[Extracted records]
****************************************
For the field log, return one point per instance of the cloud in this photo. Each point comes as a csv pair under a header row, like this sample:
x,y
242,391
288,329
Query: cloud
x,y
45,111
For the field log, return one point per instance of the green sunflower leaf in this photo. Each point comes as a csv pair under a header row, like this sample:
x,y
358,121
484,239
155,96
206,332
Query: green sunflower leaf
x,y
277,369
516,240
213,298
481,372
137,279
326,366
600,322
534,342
****************************************
_BRIEF_:
Write out the entries above word for word.

_TASK RESULT_:
For the field log, return one point per instance of the cloud in this photo. Each point comes as a csv pair under a header row, like this sample:
x,y
242,391
288,329
Query: cloud
x,y
45,111
For the field log, return one point per instance of the green sunflower leaf in this photo. Each point comes as a csv pair under a header row, like this sample:
x,y
358,121
484,239
155,96
206,332
Query: green sunflower leaf
x,y
277,369
516,240
213,298
481,372
137,279
326,366
600,322
534,342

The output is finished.